## Problem to solve
Copy out the rows below word for word, line by line.

Rows from a pointing dataset
═══

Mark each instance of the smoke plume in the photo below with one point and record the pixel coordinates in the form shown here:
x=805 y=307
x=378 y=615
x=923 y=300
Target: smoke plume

═══

## Exercise output
Mark each instance of the smoke plume in the photo below with one point and record the pixel coordinates in the form shown here:
x=805 y=307
x=378 y=615
x=923 y=300
Target: smoke plume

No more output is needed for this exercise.